* Requirement *
Find every line in the material below that contains the string "Trace" and copy each of those lines. Case counts.

* Extracted records *
=======

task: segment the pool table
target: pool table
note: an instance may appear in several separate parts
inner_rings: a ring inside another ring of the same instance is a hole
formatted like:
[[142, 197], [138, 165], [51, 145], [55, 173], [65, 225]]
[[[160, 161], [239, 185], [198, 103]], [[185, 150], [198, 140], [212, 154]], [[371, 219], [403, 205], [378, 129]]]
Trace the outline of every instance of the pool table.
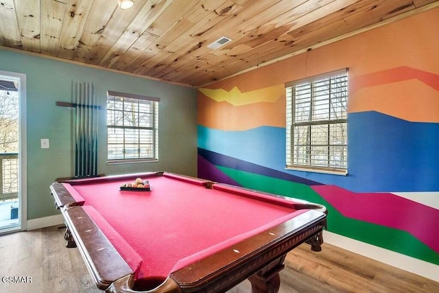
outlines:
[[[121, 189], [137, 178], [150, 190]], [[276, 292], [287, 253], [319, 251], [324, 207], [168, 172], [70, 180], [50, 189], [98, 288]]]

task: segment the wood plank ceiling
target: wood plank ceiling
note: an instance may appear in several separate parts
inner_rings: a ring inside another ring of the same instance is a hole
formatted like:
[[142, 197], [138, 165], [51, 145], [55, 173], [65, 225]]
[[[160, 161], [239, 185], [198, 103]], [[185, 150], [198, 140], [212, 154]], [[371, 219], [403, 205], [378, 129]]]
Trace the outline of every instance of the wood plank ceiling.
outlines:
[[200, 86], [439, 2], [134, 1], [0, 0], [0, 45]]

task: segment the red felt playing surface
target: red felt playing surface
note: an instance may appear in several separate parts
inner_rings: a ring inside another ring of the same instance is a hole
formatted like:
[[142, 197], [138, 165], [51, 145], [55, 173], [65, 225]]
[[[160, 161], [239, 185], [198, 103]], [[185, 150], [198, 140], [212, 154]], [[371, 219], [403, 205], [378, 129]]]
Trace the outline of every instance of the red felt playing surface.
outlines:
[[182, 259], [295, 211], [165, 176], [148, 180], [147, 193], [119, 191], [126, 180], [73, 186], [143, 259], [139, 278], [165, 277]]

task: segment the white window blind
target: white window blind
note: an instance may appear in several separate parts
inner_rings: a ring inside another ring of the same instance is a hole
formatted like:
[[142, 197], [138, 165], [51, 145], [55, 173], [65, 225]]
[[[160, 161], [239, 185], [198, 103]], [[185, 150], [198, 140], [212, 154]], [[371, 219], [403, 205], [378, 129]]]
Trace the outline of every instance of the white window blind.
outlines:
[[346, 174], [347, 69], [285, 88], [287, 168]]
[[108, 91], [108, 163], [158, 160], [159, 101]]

=======

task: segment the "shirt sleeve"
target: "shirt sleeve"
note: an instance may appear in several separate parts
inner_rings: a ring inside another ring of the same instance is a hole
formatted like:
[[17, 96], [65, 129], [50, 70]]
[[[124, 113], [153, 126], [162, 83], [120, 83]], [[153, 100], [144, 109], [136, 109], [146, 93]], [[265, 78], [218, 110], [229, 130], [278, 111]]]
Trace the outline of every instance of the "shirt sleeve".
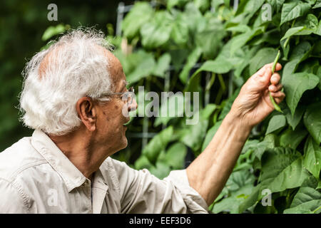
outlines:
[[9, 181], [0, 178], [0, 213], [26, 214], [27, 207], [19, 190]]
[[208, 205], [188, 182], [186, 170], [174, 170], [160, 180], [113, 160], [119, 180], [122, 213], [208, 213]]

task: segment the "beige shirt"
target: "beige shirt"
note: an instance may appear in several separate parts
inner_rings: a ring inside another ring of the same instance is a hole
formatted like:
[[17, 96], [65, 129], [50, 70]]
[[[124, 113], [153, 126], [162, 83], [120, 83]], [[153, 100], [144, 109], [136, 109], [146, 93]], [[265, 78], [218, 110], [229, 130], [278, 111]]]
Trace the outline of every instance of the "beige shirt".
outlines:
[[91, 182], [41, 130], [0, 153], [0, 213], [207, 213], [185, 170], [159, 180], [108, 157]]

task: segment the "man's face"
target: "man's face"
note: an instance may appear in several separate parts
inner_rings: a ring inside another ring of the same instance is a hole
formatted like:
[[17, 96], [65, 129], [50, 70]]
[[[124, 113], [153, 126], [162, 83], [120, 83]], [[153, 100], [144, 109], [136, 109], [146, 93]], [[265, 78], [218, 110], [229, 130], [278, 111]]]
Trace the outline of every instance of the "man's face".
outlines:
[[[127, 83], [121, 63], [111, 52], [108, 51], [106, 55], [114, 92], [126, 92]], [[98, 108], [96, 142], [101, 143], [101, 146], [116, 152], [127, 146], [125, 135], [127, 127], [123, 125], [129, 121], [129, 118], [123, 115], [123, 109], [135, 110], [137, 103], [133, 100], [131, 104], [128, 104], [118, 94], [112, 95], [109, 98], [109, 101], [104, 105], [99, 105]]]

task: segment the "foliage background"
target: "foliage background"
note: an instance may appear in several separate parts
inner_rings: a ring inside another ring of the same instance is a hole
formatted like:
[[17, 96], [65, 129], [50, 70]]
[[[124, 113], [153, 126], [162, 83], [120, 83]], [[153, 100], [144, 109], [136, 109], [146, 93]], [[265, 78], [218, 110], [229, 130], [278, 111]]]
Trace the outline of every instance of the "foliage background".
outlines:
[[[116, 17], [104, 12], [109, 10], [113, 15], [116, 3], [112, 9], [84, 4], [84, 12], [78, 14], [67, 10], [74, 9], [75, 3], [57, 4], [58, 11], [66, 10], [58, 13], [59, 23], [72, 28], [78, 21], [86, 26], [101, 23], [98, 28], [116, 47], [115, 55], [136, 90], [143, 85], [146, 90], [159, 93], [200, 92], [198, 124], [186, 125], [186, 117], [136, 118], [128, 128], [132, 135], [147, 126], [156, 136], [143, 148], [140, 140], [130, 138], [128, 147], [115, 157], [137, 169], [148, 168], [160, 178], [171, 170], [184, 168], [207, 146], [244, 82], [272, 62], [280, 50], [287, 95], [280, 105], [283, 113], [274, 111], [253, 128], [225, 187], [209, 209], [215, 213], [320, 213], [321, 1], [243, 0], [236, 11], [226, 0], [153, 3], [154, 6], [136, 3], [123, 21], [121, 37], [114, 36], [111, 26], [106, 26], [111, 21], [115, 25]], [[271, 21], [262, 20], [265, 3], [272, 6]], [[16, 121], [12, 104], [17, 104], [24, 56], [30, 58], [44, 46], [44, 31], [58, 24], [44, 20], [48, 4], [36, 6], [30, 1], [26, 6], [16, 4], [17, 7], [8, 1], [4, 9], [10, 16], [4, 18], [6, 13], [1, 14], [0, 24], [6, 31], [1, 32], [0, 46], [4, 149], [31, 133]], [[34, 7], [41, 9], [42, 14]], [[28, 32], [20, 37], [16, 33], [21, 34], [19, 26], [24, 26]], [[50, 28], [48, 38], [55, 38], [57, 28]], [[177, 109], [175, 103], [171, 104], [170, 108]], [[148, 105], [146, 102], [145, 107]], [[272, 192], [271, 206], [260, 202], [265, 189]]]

=======

* Solution to the exercise *
Trace the outline of every instance of the pool table.
Trace the outline of every instance of the wood plank ceiling.
Trace the outline of every instance of the red felt playing surface.
Trace the outline of every instance of the white window blind.
Trace the outline of every instance of the "shirt sleeve".
Trace the outline of every instance of the "beige shirt".
Trace the outline of every instance of the "man's face".
Trace the outline of every instance of the "foliage background".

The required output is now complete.